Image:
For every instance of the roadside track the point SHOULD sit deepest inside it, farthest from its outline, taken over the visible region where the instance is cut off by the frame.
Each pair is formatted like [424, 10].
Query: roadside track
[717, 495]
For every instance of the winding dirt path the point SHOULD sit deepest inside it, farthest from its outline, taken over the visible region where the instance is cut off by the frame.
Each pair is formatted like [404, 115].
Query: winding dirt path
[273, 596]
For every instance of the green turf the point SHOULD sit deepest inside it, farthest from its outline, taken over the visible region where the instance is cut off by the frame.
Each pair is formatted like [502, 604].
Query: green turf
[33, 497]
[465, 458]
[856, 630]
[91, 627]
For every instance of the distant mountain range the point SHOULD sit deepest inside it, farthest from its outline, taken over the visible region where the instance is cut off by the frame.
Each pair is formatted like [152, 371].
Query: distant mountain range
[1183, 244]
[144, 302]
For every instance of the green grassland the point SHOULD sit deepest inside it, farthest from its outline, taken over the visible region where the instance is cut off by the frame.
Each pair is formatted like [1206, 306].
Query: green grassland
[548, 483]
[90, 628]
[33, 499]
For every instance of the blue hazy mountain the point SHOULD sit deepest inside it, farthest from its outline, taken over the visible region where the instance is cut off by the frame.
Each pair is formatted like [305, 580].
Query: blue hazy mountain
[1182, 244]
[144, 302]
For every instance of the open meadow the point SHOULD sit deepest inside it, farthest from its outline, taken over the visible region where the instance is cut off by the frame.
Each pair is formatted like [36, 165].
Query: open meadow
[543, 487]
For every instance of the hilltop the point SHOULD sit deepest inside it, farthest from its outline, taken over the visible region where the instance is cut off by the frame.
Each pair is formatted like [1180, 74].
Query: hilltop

+-------+

Short exercise: Rewrite the listing above with every "outline" changed to "edge" and nothing else altered.

The response:
Image:
For every instance of the roadside track the point SHOULD sit deepest inside it, farthest from its edge, taken over the visible region where the instance is cut off by the frame.
Each pair is formatted like [424, 10].
Query: roadside track
[717, 495]
For every instance of the winding dirt path the point SHOULD sit deepest inside it, farthest from its edge, taken over the visible region where the instance is cut off by the frame.
Each pair is formatted like [404, 115].
Query: winding dirt path
[273, 596]
For every instance of the green turf the point SHOULD sit deepest inside it, farthest from its edge, taken over the visible region where the instance is cut off by the frame.
Each pair is formatted like [502, 604].
Query: green turf
[33, 497]
[465, 458]
[856, 630]
[91, 627]
For every instance of the distant mountain range the point SHOULD sit deepest inside it, farthest from its edge, taken over the visible region where the instance is cut off by the frame.
Each pair is formatted like [152, 371].
Query: distant mountain range
[1183, 244]
[144, 302]
For every instance of the green grassland the point SHOULD sit deepest inside it, farthest from its edge, taken over the visible region where the instance is cut off by the frame.
Each pair is formatted like [1206, 306].
Query: green grassland
[548, 483]
[90, 628]
[33, 499]
For every instance of the blue hazy mountain the point SHOULD sit deepest inside it, farthest from its edge, taken over the visible region where the instance is cut off by the frame.
Each pair is formatted like [305, 580].
Query: blue hazy mountain
[1182, 244]
[144, 302]
For every instance of the open meadow the point SHOULD sit deepest inside it, farthest from its edge, taken over the visible region where the instance is cut off by the frame.
Each pair is formatted like [36, 165].
Query: open meadow
[543, 487]
For every instance of the hilltop the point SHOULD sit deepest inside it, farthest from its edge, taken over the visible region where the instance is cut off by the frame.
Each pair is formatted like [1180, 74].
Query: hilltop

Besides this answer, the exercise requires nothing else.